Excerpt:
* * * * *

Laura said she asked Dan for help screwing in a strap for the flue on the roof of their house.
“I just wasn’t tall enough to get up there. I tried. So he did it,” she said quietly.
“Oh, how your life changes for want of asking for a ladder.”
Dan fell from the roof and injured his lower spinal cord. He was paralyzed from the waist down. After that, life was a whirlwind. Dan was hospitalized, and Laura was trying to take care of him and the farm.
When the talk of rehab came up, Laura never imagined they would leave the state. A friend they knew as the local beekeeper, who also happened to work in the rehabilitation field, suggested they look into Craig. After visiting the website and meeting with Craig Clinical Liaison Leigh Ann Metscher, they felt like they needed to come to Colorado. The only problem was their beloved farm.
“When I would relay the impossibility of that idea [of leaving the farm], people would say no, we’ll take care of it. The community stepped up and said you’ve got to do what’s best,” Laura said.
While Dan and Laura headed to Craig for rehab, neighbors and friends organized care hours to care for the produce, chickens, a rooster, and the cat.
He said they talked about whether or not returning home was even feasible.
“We did think we might have to sell this place. We might have to move back to the city where there are amenities that we don't have around here. But we didn’t have to talk about it very long before we decided that was not what we wanted to do. We wanted to stay here and continue to live our dream,” said Dan.
While at Craig, Dan and Laura focused on what they would need to do and learn to return home.
“After the injury I wasn’t sure how much I would still be able to contribute to the farm,” said Dan.
He would be returning to the farm in a wheelchair. He worried about the rocky terrain, the pathways, daily tasks, and even access to their bedroom.
“We definitely talked to people about that at Craig. We talked to the occupational therapists, physical therapists, and also the Therapeutic Recreation specialists, the garden room down there. We talked about adaptive equipment for harvesting. Adaptive equipment for just getting around the farm was an issue.”
While Dan and Laura prepared for their new life at home, friends and neighbors were already working on making the farm more accessible. They built a brick path for a wheelchair, with a ramp to the house.

* * * * *

Excerpted records:
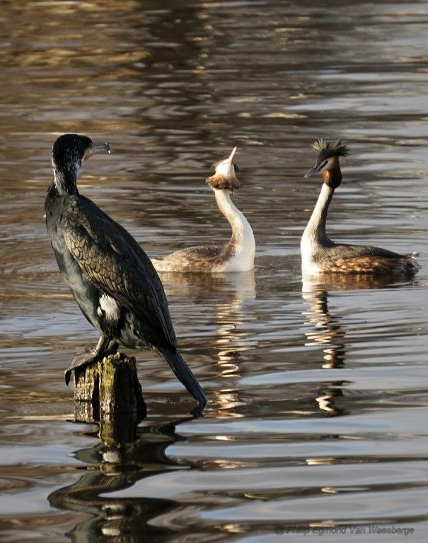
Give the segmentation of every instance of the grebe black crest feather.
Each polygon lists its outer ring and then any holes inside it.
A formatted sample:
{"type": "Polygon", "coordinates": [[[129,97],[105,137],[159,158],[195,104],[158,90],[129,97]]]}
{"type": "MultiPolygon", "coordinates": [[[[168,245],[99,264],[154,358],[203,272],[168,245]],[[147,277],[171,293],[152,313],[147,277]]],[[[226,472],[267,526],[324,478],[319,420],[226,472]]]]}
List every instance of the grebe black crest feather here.
{"type": "Polygon", "coordinates": [[[349,152],[347,145],[338,139],[334,141],[325,141],[323,138],[318,138],[312,144],[312,148],[318,156],[318,162],[325,160],[332,156],[347,156],[349,152]]]}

* * * * *

Task set:
- A) In the excerpt about Dan and Laura's farm, what did friends and neighbors build to make the farm more accessible?
- B) Reproduce everything in the excerpt about Dan and Laura from "While at Craig, Dan" down to "to their bedroom.".

Answers given:
- A) A brick path for a wheelchair, with a ramp to the house.

- B)
While at Craig, Dan and Laura focused on what they would need to do and learn to return home.
“After the injury I wasn’t sure how much I would still be able to contribute to the farm,” said Dan.
He would be returning to the farm in a wheelchair. He worried about the rocky terrain, the pathways, daily tasks, and even access to their bedroom.